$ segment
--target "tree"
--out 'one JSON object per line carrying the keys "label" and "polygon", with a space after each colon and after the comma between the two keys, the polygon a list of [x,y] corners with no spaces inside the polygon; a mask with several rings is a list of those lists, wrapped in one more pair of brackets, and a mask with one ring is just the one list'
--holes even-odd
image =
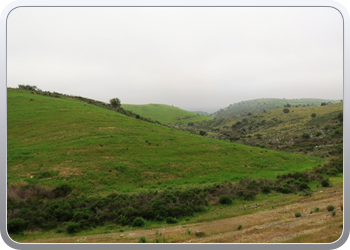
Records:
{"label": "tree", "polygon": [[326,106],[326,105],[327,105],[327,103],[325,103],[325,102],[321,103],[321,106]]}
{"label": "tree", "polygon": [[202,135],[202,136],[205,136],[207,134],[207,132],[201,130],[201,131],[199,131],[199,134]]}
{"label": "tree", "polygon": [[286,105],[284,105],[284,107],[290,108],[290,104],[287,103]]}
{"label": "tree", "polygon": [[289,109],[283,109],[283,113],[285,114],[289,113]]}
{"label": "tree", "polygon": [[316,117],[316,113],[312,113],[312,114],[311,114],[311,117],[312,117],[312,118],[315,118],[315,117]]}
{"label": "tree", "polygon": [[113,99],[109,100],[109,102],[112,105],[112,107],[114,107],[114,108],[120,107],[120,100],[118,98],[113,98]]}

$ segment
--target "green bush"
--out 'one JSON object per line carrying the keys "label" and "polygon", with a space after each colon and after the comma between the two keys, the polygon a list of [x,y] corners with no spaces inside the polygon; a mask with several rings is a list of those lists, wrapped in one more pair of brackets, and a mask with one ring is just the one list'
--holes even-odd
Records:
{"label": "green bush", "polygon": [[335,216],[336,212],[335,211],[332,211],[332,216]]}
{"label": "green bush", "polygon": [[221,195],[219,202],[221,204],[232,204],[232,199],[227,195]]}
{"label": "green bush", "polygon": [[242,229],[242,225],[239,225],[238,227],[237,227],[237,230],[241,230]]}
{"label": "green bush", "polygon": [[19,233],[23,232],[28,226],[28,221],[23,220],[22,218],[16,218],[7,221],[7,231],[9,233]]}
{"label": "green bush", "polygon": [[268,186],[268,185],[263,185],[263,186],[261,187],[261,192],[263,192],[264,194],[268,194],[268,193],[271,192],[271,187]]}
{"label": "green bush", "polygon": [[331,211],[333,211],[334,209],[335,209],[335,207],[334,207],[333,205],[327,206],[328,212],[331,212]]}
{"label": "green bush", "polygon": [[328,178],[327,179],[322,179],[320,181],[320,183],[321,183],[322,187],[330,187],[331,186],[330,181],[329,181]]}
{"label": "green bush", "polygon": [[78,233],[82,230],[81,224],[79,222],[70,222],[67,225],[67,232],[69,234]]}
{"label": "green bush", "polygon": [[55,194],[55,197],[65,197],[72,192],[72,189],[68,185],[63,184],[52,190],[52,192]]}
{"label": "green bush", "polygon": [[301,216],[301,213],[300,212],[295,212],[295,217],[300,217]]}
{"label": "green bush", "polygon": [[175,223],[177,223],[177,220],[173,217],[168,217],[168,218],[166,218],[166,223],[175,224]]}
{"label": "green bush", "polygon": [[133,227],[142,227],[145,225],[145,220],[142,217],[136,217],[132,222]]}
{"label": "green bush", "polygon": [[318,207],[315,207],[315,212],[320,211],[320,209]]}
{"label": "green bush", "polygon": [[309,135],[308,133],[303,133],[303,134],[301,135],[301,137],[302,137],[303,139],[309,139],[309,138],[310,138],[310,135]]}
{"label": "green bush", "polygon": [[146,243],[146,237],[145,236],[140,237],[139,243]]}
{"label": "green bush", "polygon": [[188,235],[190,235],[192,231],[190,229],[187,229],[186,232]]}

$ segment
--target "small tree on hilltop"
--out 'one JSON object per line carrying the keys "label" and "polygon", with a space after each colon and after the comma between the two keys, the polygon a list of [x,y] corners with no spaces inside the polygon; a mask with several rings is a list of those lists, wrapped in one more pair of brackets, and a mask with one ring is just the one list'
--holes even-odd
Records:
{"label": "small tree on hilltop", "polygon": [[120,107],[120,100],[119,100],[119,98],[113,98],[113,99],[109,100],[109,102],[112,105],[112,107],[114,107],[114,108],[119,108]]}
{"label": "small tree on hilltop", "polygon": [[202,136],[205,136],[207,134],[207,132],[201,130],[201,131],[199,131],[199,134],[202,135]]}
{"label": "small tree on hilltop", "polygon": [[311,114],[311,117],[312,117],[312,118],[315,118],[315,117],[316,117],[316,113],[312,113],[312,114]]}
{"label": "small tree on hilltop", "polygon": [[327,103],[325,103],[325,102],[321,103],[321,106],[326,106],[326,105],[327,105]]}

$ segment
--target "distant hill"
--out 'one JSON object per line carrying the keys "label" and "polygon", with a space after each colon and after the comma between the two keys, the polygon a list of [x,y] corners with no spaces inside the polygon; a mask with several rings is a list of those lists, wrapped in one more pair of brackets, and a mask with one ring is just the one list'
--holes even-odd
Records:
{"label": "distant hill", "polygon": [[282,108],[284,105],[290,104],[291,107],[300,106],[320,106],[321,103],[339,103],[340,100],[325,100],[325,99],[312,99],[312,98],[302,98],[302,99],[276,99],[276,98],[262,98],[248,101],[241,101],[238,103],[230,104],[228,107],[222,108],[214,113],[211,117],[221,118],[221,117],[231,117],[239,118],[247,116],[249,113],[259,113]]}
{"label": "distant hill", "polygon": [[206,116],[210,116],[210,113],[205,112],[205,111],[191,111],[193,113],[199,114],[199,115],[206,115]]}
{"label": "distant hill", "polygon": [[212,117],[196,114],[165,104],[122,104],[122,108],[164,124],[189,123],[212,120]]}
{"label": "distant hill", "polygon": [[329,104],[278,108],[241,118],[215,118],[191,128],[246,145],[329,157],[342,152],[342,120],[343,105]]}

● **Action item**
Copy the data exactly. Any picture it contains is to be omitted.

● **Exercise result**
$ segment
--target "tree"
--out 'one JSON object per line carrying the keys "label" and "polygon", with a space after each colon and after the comma between the two keys, the polygon a list of [x,y] corners with no spaces inside the polygon; a mask with several rings is a list of those lists, wrapped in one more pair of brackets, and a mask with one ring is just the one list'
--holes even-odd
image =
Records:
{"label": "tree", "polygon": [[326,106],[326,105],[327,105],[327,103],[325,103],[325,102],[321,103],[321,106]]}
{"label": "tree", "polygon": [[202,135],[202,136],[205,136],[207,134],[207,132],[201,130],[201,131],[199,131],[199,134]]}
{"label": "tree", "polygon": [[286,105],[284,105],[284,107],[290,108],[290,104],[287,103]]}
{"label": "tree", "polygon": [[289,109],[283,109],[283,113],[285,114],[289,113]]}
{"label": "tree", "polygon": [[316,117],[316,113],[312,113],[312,114],[311,114],[311,117],[312,117],[312,118],[315,118],[315,117]]}
{"label": "tree", "polygon": [[113,99],[109,100],[109,102],[112,105],[112,107],[114,107],[114,108],[120,107],[120,100],[118,98],[113,98]]}

$ segment
--target "green bush"
--out 'one JSON object per line carrying the keys "label" and "polygon", with a space after each colon and after the comma between the two keys, the polygon a list of [x,y] corners with no spaces inside the polygon; a mask with several rings is a list of those lists, wrapped in one more pair of brackets, and a mask with one ring is just the one list'
--holes even-odd
Records:
{"label": "green bush", "polygon": [[335,216],[336,212],[335,211],[332,211],[332,216]]}
{"label": "green bush", "polygon": [[221,195],[219,202],[221,204],[232,204],[232,199],[227,195]]}
{"label": "green bush", "polygon": [[242,229],[242,225],[239,225],[238,227],[237,227],[237,230],[241,230]]}
{"label": "green bush", "polygon": [[19,233],[23,232],[28,226],[28,221],[23,220],[22,218],[16,218],[7,221],[7,231],[9,233]]}
{"label": "green bush", "polygon": [[268,186],[268,185],[263,185],[263,186],[261,187],[261,192],[263,192],[264,194],[268,194],[268,193],[271,192],[271,187]]}
{"label": "green bush", "polygon": [[331,211],[333,211],[334,209],[335,209],[335,207],[334,207],[333,205],[327,206],[328,212],[331,212]]}
{"label": "green bush", "polygon": [[328,178],[327,179],[322,179],[320,181],[320,183],[321,183],[322,187],[330,187],[331,186],[330,181],[329,181]]}
{"label": "green bush", "polygon": [[78,233],[82,230],[81,224],[79,222],[70,222],[67,225],[67,232],[69,234]]}
{"label": "green bush", "polygon": [[55,194],[55,197],[65,197],[72,192],[72,189],[68,185],[63,184],[52,190],[52,192]]}
{"label": "green bush", "polygon": [[301,216],[301,213],[300,212],[295,212],[295,217],[300,217]]}
{"label": "green bush", "polygon": [[175,223],[177,223],[177,220],[173,217],[168,217],[168,218],[166,218],[166,223],[175,224]]}
{"label": "green bush", "polygon": [[133,227],[142,227],[145,225],[145,220],[142,217],[136,217],[132,222]]}
{"label": "green bush", "polygon": [[318,207],[315,207],[315,212],[320,211],[320,209]]}
{"label": "green bush", "polygon": [[309,135],[308,133],[303,133],[303,134],[301,135],[301,137],[302,137],[303,139],[309,139],[309,138],[310,138],[310,135]]}
{"label": "green bush", "polygon": [[146,243],[146,237],[145,236],[140,237],[139,243]]}
{"label": "green bush", "polygon": [[188,235],[190,235],[192,231],[190,229],[187,229],[186,232]]}

$ segment
--target "small tree on hilltop"
--out 'one JSON object per line carrying the keys "label" and "polygon", with a space after each colon and after the comma between the two keys, the polygon a list of [x,y] corners with no spaces inside the polygon; a mask with several rings is a list of those lists, wrapped in one more pair of brackets, and a mask with one ring is just the one list'
--holes even-odd
Records:
{"label": "small tree on hilltop", "polygon": [[120,107],[120,100],[119,100],[119,98],[113,98],[113,99],[109,100],[109,102],[112,105],[112,107],[114,107],[114,108],[119,108]]}
{"label": "small tree on hilltop", "polygon": [[202,136],[205,136],[207,134],[207,132],[201,130],[201,131],[199,131],[199,134],[202,135]]}
{"label": "small tree on hilltop", "polygon": [[311,114],[311,117],[312,117],[312,118],[315,118],[315,117],[316,117],[316,113],[312,113],[312,114]]}
{"label": "small tree on hilltop", "polygon": [[327,103],[325,103],[325,102],[321,103],[321,106],[326,106],[326,105],[327,105]]}

$ segment
--target "distant hill"
--out 'one JSON object per line carrying the keys "label" and "polygon", with a space after each colon and after the comma between the two keys, the polygon a list of [x,y] corners with no spaces inside the polygon; a mask with several rings is a list of those lists, wrapped in one more pair of brackets, and a mask with one ring is just the one list'
--holes even-odd
Records:
{"label": "distant hill", "polygon": [[282,108],[284,105],[290,104],[291,107],[300,106],[320,106],[321,103],[339,103],[340,100],[325,100],[325,99],[312,99],[312,98],[302,98],[302,99],[276,99],[276,98],[262,98],[248,101],[241,101],[238,103],[230,104],[228,107],[222,108],[214,113],[211,117],[221,118],[221,117],[231,117],[239,118],[247,116],[249,113],[259,113]]}
{"label": "distant hill", "polygon": [[206,116],[210,116],[210,113],[205,112],[205,111],[191,111],[193,113],[199,114],[199,115],[206,115]]}
{"label": "distant hill", "polygon": [[212,117],[196,114],[165,104],[122,104],[122,108],[164,124],[189,123],[212,120]]}
{"label": "distant hill", "polygon": [[329,104],[278,108],[241,118],[215,118],[191,128],[246,145],[329,157],[342,152],[342,120],[343,105]]}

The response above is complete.